Problem description
Reproduce nothing but the lines from the one containing "Indicate every instance of the sloped" to the end of the records below, each exactly as written.

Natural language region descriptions
────────────────
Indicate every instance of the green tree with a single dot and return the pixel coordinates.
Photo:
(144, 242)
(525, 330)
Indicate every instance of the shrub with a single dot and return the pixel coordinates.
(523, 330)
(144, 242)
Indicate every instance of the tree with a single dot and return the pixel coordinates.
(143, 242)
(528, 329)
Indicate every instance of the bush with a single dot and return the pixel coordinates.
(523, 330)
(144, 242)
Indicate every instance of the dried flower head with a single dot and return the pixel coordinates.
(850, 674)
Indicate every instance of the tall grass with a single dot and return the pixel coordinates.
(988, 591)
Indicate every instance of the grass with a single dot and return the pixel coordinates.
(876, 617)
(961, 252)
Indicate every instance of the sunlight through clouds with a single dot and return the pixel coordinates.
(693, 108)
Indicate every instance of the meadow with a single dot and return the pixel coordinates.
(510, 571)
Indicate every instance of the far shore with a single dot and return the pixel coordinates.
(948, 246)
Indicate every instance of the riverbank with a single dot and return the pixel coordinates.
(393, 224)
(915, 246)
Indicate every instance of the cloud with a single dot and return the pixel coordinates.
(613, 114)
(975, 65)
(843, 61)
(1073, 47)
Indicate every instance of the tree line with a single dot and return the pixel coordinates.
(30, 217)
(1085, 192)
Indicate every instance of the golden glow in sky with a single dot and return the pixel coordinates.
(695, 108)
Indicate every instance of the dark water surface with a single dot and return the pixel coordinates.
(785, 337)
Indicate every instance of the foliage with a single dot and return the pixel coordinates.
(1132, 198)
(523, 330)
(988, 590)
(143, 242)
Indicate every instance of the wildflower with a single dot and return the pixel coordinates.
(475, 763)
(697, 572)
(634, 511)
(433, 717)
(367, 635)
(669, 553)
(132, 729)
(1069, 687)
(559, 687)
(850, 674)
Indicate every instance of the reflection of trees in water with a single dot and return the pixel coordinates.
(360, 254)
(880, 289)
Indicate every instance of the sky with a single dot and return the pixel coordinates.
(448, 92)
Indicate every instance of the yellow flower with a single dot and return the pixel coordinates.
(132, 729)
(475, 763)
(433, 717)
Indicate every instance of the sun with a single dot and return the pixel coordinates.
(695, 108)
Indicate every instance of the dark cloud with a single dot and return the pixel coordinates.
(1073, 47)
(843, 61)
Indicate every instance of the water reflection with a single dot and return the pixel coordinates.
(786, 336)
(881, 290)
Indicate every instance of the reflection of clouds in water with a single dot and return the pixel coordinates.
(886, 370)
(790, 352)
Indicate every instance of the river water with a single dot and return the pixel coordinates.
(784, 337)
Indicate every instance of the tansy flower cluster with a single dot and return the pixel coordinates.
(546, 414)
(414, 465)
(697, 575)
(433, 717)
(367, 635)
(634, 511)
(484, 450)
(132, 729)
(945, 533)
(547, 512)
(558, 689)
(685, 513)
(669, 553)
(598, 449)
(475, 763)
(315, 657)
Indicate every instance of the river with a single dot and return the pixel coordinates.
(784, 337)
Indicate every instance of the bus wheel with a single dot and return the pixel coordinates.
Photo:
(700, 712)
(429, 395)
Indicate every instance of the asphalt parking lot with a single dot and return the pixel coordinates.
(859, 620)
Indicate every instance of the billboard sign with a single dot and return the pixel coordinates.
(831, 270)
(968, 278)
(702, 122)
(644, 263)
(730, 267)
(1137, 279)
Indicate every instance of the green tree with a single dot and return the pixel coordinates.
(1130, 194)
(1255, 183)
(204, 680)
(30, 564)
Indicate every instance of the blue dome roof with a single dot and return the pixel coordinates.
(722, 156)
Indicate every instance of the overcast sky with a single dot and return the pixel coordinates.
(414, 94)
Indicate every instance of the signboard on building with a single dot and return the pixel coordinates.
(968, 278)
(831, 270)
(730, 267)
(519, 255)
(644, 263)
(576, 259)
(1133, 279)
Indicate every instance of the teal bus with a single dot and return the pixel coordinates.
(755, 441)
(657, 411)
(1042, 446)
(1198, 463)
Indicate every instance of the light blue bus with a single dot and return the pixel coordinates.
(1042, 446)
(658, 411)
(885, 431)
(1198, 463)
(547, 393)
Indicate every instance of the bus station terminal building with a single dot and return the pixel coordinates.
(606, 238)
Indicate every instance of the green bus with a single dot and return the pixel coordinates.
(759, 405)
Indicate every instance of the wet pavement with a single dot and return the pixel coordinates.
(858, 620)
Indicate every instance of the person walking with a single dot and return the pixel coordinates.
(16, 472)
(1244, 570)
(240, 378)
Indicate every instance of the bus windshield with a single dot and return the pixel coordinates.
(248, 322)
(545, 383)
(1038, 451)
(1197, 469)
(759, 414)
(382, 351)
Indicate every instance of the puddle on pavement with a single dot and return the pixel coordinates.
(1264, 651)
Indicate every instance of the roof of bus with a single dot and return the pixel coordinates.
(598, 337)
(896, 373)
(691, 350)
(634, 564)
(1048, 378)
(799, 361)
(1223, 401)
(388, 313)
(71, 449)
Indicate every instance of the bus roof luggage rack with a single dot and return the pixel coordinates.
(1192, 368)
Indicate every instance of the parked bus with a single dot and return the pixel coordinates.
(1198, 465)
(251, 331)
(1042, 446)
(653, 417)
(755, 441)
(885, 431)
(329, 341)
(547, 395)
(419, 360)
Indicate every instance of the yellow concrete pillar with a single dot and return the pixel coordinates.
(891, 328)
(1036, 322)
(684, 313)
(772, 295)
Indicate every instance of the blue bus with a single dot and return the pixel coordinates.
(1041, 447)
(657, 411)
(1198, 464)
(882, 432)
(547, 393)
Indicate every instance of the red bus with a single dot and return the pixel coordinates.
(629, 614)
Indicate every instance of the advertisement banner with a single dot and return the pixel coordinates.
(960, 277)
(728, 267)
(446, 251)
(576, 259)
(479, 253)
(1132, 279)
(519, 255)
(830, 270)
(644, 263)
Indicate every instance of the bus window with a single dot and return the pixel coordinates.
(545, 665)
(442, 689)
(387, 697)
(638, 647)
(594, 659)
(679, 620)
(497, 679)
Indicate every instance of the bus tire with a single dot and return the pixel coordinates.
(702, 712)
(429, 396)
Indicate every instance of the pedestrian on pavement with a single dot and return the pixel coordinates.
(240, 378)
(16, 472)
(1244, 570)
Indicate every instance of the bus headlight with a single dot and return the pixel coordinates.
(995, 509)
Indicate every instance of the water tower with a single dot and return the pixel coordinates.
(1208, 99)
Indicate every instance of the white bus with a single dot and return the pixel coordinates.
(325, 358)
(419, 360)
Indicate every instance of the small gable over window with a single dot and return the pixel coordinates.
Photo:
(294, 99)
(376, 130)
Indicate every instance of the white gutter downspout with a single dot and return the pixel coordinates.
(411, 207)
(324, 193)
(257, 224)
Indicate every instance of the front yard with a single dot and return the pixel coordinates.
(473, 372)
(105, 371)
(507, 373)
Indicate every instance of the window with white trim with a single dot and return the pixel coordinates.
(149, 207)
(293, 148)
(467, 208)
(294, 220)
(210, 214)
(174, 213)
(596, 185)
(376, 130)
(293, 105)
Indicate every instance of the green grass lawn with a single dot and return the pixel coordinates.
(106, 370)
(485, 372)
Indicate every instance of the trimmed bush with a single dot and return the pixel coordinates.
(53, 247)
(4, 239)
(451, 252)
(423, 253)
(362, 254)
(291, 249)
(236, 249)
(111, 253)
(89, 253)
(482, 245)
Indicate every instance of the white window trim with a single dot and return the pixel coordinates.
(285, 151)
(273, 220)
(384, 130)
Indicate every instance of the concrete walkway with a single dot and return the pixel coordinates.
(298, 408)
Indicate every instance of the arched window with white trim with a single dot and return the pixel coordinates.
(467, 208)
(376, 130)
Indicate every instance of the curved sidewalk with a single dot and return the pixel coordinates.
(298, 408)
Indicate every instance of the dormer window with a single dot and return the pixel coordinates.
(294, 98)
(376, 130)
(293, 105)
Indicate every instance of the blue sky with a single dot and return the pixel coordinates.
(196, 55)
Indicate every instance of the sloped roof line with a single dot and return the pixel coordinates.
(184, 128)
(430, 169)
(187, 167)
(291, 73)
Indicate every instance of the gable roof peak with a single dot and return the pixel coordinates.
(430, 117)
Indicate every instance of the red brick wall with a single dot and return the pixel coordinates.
────────────────
Exercise answer
Indicate every instance of the sloped roof line with a single dot and return the pixel coordinates.
(184, 128)
(430, 169)
(187, 167)
(291, 73)
Indicate every instance of the gable roof peak with a single dot and return the pixel coordinates.
(430, 117)
Indicate every instance of the red brick wall with a single dot and return the pixel coordinates.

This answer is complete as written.